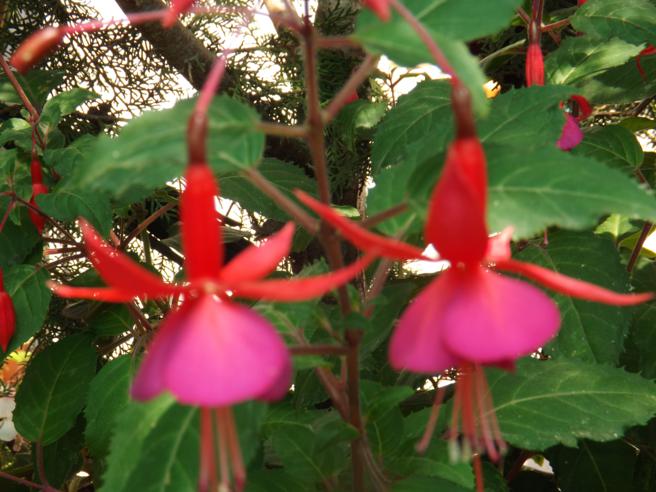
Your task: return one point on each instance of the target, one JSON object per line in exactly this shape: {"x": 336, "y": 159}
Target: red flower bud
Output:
{"x": 7, "y": 317}
{"x": 36, "y": 47}
{"x": 534, "y": 65}
{"x": 380, "y": 7}
{"x": 37, "y": 219}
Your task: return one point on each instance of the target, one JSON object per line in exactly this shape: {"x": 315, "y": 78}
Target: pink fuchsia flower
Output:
{"x": 572, "y": 135}
{"x": 470, "y": 316}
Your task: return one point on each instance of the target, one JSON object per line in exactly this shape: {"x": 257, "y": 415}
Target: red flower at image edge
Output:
{"x": 469, "y": 315}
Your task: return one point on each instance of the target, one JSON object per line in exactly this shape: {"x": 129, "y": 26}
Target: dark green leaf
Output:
{"x": 585, "y": 57}
{"x": 633, "y": 21}
{"x": 17, "y": 242}
{"x": 26, "y": 286}
{"x": 397, "y": 40}
{"x": 590, "y": 332}
{"x": 604, "y": 466}
{"x": 108, "y": 397}
{"x": 425, "y": 111}
{"x": 287, "y": 177}
{"x": 111, "y": 320}
{"x": 54, "y": 389}
{"x": 63, "y": 458}
{"x": 612, "y": 145}
{"x": 152, "y": 149}
{"x": 546, "y": 403}
{"x": 63, "y": 104}
{"x": 132, "y": 429}
{"x": 68, "y": 205}
{"x": 531, "y": 191}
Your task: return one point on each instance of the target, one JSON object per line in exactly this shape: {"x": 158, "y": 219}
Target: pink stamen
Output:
{"x": 207, "y": 475}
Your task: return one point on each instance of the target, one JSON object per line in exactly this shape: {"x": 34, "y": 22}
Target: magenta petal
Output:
{"x": 572, "y": 134}
{"x": 416, "y": 343}
{"x": 224, "y": 354}
{"x": 492, "y": 318}
{"x": 149, "y": 381}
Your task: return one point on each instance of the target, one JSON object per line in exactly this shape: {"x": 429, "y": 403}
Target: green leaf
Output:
{"x": 169, "y": 456}
{"x": 397, "y": 40}
{"x": 17, "y": 241}
{"x": 26, "y": 286}
{"x": 590, "y": 332}
{"x": 633, "y": 21}
{"x": 604, "y": 466}
{"x": 585, "y": 57}
{"x": 151, "y": 150}
{"x": 68, "y": 205}
{"x": 108, "y": 397}
{"x": 544, "y": 403}
{"x": 131, "y": 430}
{"x": 612, "y": 145}
{"x": 287, "y": 177}
{"x": 64, "y": 104}
{"x": 532, "y": 191}
{"x": 111, "y": 320}
{"x": 526, "y": 118}
{"x": 422, "y": 484}
{"x": 63, "y": 458}
{"x": 621, "y": 85}
{"x": 54, "y": 389}
{"x": 391, "y": 190}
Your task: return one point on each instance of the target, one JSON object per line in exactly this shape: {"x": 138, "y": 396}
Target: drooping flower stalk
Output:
{"x": 7, "y": 316}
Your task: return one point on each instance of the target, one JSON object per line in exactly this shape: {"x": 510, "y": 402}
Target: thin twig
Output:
{"x": 285, "y": 203}
{"x": 346, "y": 92}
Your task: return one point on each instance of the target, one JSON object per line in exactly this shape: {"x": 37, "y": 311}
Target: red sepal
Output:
{"x": 36, "y": 47}
{"x": 534, "y": 65}
{"x": 7, "y": 316}
{"x": 119, "y": 271}
{"x": 571, "y": 286}
{"x": 456, "y": 216}
{"x": 360, "y": 237}
{"x": 201, "y": 227}
{"x": 257, "y": 262}
{"x": 36, "y": 218}
{"x": 301, "y": 289}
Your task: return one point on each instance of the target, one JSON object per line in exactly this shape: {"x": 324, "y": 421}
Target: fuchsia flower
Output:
{"x": 210, "y": 351}
{"x": 572, "y": 134}
{"x": 7, "y": 316}
{"x": 470, "y": 316}
{"x": 177, "y": 7}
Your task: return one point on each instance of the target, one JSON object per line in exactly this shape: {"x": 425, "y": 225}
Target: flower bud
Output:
{"x": 37, "y": 219}
{"x": 534, "y": 65}
{"x": 36, "y": 47}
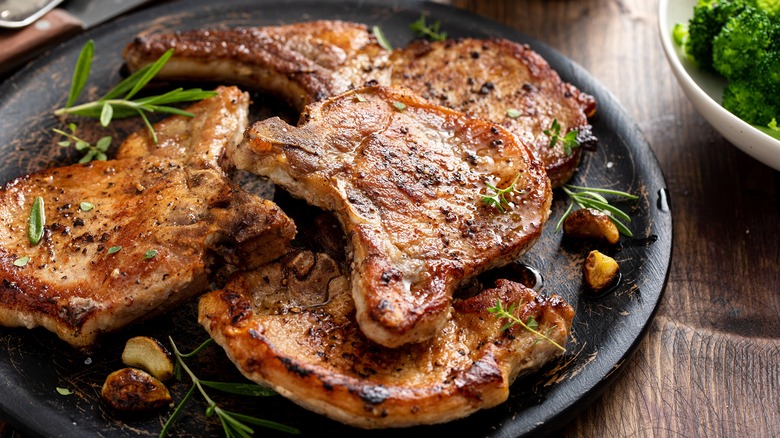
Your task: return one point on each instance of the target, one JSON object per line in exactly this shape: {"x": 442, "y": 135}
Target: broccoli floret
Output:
{"x": 746, "y": 100}
{"x": 709, "y": 17}
{"x": 742, "y": 42}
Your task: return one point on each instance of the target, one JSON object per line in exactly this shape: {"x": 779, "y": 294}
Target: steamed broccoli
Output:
{"x": 708, "y": 19}
{"x": 739, "y": 39}
{"x": 741, "y": 43}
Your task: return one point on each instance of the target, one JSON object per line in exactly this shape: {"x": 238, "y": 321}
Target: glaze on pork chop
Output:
{"x": 406, "y": 179}
{"x": 307, "y": 62}
{"x": 199, "y": 141}
{"x": 93, "y": 271}
{"x": 291, "y": 326}
{"x": 303, "y": 62}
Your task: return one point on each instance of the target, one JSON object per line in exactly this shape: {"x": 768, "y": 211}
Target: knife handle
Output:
{"x": 20, "y": 46}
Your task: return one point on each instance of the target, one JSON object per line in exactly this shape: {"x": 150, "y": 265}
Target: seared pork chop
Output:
{"x": 306, "y": 62}
{"x": 126, "y": 239}
{"x": 291, "y": 326}
{"x": 503, "y": 82}
{"x": 303, "y": 62}
{"x": 406, "y": 179}
{"x": 199, "y": 141}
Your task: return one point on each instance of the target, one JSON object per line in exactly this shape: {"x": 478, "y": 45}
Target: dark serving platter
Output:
{"x": 607, "y": 329}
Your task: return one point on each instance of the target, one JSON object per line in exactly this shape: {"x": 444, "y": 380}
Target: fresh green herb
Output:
{"x": 569, "y": 140}
{"x": 64, "y": 391}
{"x": 116, "y": 106}
{"x": 233, "y": 423}
{"x": 358, "y": 97}
{"x": 36, "y": 222}
{"x": 96, "y": 152}
{"x": 380, "y": 38}
{"x": 420, "y": 28}
{"x": 498, "y": 198}
{"x": 587, "y": 197}
{"x": 531, "y": 324}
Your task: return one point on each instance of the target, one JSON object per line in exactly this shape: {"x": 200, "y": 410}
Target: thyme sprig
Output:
{"x": 588, "y": 197}
{"x": 234, "y": 424}
{"x": 498, "y": 198}
{"x": 420, "y": 28}
{"x": 530, "y": 324}
{"x": 569, "y": 140}
{"x": 118, "y": 102}
{"x": 381, "y": 39}
{"x": 93, "y": 152}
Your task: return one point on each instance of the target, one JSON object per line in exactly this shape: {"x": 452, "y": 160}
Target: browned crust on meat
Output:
{"x": 487, "y": 77}
{"x": 317, "y": 356}
{"x": 407, "y": 186}
{"x": 200, "y": 140}
{"x": 303, "y": 62}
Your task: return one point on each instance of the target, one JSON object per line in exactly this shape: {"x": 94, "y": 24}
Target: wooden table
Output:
{"x": 710, "y": 364}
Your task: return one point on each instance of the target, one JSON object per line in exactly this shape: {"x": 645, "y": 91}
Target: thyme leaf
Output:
{"x": 531, "y": 324}
{"x": 233, "y": 423}
{"x": 119, "y": 103}
{"x": 588, "y": 197}
{"x": 380, "y": 38}
{"x": 569, "y": 140}
{"x": 498, "y": 198}
{"x": 421, "y": 29}
{"x": 96, "y": 152}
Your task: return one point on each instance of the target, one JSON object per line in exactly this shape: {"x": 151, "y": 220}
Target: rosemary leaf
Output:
{"x": 36, "y": 222}
{"x": 81, "y": 72}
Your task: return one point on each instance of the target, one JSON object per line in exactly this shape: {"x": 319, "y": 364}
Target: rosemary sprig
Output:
{"x": 420, "y": 28}
{"x": 93, "y": 152}
{"x": 498, "y": 198}
{"x": 531, "y": 324}
{"x": 118, "y": 102}
{"x": 569, "y": 140}
{"x": 588, "y": 197}
{"x": 234, "y": 424}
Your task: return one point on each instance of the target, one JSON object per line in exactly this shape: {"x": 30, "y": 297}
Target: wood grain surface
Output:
{"x": 710, "y": 365}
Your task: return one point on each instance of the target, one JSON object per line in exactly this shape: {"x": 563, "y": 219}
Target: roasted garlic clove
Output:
{"x": 600, "y": 271}
{"x": 131, "y": 389}
{"x": 588, "y": 223}
{"x": 149, "y": 355}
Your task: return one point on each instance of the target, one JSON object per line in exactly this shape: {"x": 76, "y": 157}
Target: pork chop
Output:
{"x": 291, "y": 326}
{"x": 200, "y": 140}
{"x": 303, "y": 62}
{"x": 406, "y": 179}
{"x": 126, "y": 239}
{"x": 494, "y": 79}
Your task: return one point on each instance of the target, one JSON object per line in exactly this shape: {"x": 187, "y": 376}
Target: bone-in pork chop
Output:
{"x": 303, "y": 62}
{"x": 494, "y": 79}
{"x": 406, "y": 179}
{"x": 291, "y": 326}
{"x": 200, "y": 140}
{"x": 126, "y": 239}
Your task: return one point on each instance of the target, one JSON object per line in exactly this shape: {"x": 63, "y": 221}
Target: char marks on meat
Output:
{"x": 405, "y": 178}
{"x": 92, "y": 271}
{"x": 291, "y": 326}
{"x": 306, "y": 62}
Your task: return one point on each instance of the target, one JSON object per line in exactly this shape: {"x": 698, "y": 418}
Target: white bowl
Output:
{"x": 705, "y": 90}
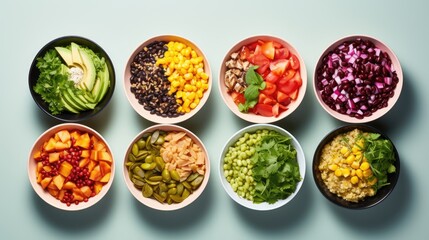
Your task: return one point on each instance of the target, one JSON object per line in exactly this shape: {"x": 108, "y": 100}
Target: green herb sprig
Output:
{"x": 255, "y": 82}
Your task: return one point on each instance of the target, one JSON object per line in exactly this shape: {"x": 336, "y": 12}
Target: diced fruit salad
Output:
{"x": 263, "y": 78}
{"x": 73, "y": 166}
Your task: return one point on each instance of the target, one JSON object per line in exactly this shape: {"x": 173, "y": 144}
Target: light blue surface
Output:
{"x": 119, "y": 26}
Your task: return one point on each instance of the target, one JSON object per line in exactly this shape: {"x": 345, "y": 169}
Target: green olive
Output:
{"x": 147, "y": 190}
{"x": 166, "y": 175}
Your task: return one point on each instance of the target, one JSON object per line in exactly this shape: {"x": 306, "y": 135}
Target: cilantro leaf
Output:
{"x": 276, "y": 169}
{"x": 255, "y": 82}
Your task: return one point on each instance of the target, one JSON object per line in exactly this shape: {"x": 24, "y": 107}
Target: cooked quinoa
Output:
{"x": 344, "y": 169}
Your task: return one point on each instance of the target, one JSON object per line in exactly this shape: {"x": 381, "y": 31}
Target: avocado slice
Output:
{"x": 70, "y": 104}
{"x": 105, "y": 78}
{"x": 90, "y": 73}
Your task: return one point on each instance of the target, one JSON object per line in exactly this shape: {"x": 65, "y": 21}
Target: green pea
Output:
{"x": 175, "y": 175}
{"x": 166, "y": 175}
{"x": 135, "y": 149}
{"x": 176, "y": 198}
{"x": 147, "y": 190}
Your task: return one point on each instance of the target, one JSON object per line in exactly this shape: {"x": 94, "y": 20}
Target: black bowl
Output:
{"x": 68, "y": 116}
{"x": 368, "y": 202}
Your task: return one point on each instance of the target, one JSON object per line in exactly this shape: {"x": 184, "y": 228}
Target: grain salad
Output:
{"x": 344, "y": 168}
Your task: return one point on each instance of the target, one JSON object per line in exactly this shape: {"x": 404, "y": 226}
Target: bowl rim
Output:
{"x": 154, "y": 204}
{"x": 369, "y": 202}
{"x": 138, "y": 108}
{"x": 44, "y": 195}
{"x": 252, "y": 118}
{"x": 380, "y": 112}
{"x": 72, "y": 117}
{"x": 262, "y": 206}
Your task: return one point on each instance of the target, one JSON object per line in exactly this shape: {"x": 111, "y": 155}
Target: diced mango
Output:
{"x": 84, "y": 162}
{"x": 65, "y": 169}
{"x": 104, "y": 156}
{"x": 58, "y": 180}
{"x": 104, "y": 167}
{"x": 105, "y": 178}
{"x": 53, "y": 157}
{"x": 84, "y": 141}
{"x": 86, "y": 191}
{"x": 97, "y": 187}
{"x": 85, "y": 153}
{"x": 94, "y": 155}
{"x": 50, "y": 145}
{"x": 53, "y": 192}
{"x": 95, "y": 174}
{"x": 69, "y": 185}
{"x": 59, "y": 146}
{"x": 63, "y": 135}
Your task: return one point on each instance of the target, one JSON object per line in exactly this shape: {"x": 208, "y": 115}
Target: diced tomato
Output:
{"x": 288, "y": 87}
{"x": 268, "y": 49}
{"x": 265, "y": 99}
{"x": 277, "y": 45}
{"x": 294, "y": 62}
{"x": 294, "y": 94}
{"x": 252, "y": 46}
{"x": 272, "y": 77}
{"x": 258, "y": 59}
{"x": 244, "y": 53}
{"x": 288, "y": 75}
{"x": 238, "y": 97}
{"x": 264, "y": 109}
{"x": 262, "y": 70}
{"x": 270, "y": 88}
{"x": 297, "y": 78}
{"x": 282, "y": 98}
{"x": 278, "y": 67}
{"x": 281, "y": 53}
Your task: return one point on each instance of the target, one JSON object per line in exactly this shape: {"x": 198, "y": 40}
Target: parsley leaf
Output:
{"x": 275, "y": 168}
{"x": 255, "y": 82}
{"x": 381, "y": 157}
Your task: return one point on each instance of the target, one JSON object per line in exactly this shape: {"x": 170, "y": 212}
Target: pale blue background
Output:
{"x": 120, "y": 26}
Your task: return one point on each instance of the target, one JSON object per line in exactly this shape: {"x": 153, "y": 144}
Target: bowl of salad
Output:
{"x": 71, "y": 79}
{"x": 358, "y": 79}
{"x": 71, "y": 166}
{"x": 356, "y": 166}
{"x": 262, "y": 79}
{"x": 167, "y": 79}
{"x": 166, "y": 167}
{"x": 262, "y": 167}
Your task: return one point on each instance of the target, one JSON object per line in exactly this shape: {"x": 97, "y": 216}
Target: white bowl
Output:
{"x": 250, "y": 117}
{"x": 264, "y": 205}
{"x": 32, "y": 166}
{"x": 139, "y": 107}
{"x": 391, "y": 101}
{"x": 150, "y": 202}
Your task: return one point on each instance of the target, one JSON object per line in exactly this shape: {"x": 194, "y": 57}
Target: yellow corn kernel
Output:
○ ○ ○
In the listing above, find each line with the word "salad" and copy it.

The completed task:
Target: diced fruit salad
Target: grain salad
Target: bowl of salad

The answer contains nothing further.